EXERCISE MATERIALS |
_ _ _ _ _ _ _
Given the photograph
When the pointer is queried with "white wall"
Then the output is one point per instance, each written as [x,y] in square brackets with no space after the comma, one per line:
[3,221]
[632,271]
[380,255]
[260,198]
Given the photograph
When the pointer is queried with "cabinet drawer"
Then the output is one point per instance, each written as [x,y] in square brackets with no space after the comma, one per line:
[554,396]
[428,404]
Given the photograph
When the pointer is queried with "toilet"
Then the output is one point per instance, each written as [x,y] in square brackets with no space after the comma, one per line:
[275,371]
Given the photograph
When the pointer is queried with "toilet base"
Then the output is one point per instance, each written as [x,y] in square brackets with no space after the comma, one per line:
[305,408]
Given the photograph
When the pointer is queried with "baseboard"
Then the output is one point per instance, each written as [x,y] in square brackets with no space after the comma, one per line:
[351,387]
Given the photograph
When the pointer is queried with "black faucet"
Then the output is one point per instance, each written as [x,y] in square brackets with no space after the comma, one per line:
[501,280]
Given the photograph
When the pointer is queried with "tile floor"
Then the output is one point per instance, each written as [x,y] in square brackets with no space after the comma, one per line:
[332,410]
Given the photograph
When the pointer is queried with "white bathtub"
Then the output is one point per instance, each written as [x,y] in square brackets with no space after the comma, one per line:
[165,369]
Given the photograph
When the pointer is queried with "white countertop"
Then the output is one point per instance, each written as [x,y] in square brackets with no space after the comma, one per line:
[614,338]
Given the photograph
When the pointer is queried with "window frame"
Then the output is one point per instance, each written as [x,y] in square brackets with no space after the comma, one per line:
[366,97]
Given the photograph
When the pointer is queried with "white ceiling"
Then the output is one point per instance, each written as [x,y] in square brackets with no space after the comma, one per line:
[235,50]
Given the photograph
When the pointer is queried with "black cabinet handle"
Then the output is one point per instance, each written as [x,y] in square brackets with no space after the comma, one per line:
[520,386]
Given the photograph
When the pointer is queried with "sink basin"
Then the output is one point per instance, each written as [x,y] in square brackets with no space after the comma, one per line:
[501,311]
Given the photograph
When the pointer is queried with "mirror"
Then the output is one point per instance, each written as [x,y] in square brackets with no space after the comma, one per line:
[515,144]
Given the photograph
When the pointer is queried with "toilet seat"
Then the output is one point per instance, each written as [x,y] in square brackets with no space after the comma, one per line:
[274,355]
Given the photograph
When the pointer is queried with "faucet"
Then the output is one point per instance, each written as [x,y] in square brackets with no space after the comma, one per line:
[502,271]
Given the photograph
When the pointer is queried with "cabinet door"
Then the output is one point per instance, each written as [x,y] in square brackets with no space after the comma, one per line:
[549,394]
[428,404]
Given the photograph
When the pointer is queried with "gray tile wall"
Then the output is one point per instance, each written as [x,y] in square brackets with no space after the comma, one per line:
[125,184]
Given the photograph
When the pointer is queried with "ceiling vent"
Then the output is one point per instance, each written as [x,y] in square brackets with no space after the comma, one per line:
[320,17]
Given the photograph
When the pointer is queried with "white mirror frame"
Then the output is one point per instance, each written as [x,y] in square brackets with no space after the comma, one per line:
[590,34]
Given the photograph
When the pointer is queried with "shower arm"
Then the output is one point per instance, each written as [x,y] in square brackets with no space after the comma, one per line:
_ _ _ _ _ _ _
TASK INSTRUCTIONS | Return the entries above exactly, each one complete.

OUTPUT |
Given the photograph
When the pointer is queried with "white wall"
Then the output is one point per instance, each written as [x,y] in square brackets with no space after the comma, one per line:
[3,221]
[632,271]
[380,255]
[260,198]
Given the photograph
When the pointer is queried with "cabinet drawer"
Then the output is one point per instance, each written as [x,y] in square brackets with no space after the comma, one per line:
[554,396]
[428,404]
Given the photograph
When the pointer is queried with "toilet"
Then the output is one point per instance, each written as [x,y] in square brackets with no space after the comma, one per line:
[275,371]
Given the photograph
When the pointer is queried with "toilet base"
Then the output is one point per instance, each written as [x,y] in square brackets with no space after the comma, one per line:
[305,408]
Given the photograph
When the pointer is queried with "baseboard"
Then the output is one point per instance, each written as [x,y] in square brackets with no space after the comma, one per line:
[351,387]
Given the photograph
When the pointer is queried with "black faucet"
Then the output is one point per instance, each written as [x,y] in square brackets with no space after the comma, one per line:
[501,280]
Given the photograph
When the pointer is queried with "tile floor"
Then the output is one point per instance, each written as [x,y] in square brackets with no space after the comma, one per line:
[332,410]
Given the photograph
When the pointer is queried with "white bathtub"
Then the output is one point per instance, each written as [x,y] in square brackets with no space after the comma, one per line:
[165,369]
Given the photograph
When the pointer is queried with "white countertop"
Then the output is one point per instance, each written as [x,y] in square brackets with no space after the comma, one per line:
[614,338]
Given the photograph
When the pointer is queried with "window frame"
Then the output is one point per instance, each written as [x,y] in square brackets with no space after the comma, one per line:
[366,97]
Given the photograph
When the pointer is queried with "white ceiling"
Then the output is one point per instance, each written as [x,y] in square brackets with no space after the comma, one per line:
[235,50]
Given the photograph
When the pointer is queried with "black cabinet handle"
Then the output is one point per instance, each written as [x,y] in square brackets with no space after the comma, one per line:
[520,386]
Given the photograph
When the pointer is queried with "sink basin"
Then the output is one point per instance, each written as [x,y] in square brackets with no space after the comma, one per line:
[501,311]
Given the photograph
When the pointer is queried with "mirror"
Then the output is one point per instance, each written as [x,y] in square brackets with no space after the comma, one per line:
[515,144]
Given the photograph
When the pointer is queried with "toilet seat"
Then the output is one point per instance, each written as [x,y] in square brackets with no space after the comma, one per line:
[274,355]
Given the photograph
When the pointer is queried with "faucet"
Then the output is one point per instance, each written as [x,y] in square brackets with no space after the comma, one per line:
[502,271]
Given the photograph
When the pointer is queried with "cabinet door"
Then the output is one point per instance, each written as [x,y] in square brackets with no space after the comma, one per line:
[549,394]
[428,404]
Given the photograph
When the pointer is queried with "gray tile wall"
Then the output is one point per instance, each written as [x,y] in square brackets with no space after the comma, one per line:
[125,184]
Given the photograph
When the pointer is queried with "ceiling vent"
Then the output is one point per instance, each written as [x,y] in square brackets with no space after the comma, one per line:
[320,17]
Given the photograph
When the pointer is queried with "white mirror frame"
Then the output is one point per instance, each written as [x,y] in square brackets with no space after the comma, one per line:
[590,34]
Given the photograph
When the pointer is queried with "shower arm"
Then the output is one point per instance, each written as [x,y] in square brackets with no space after the comma, one per line:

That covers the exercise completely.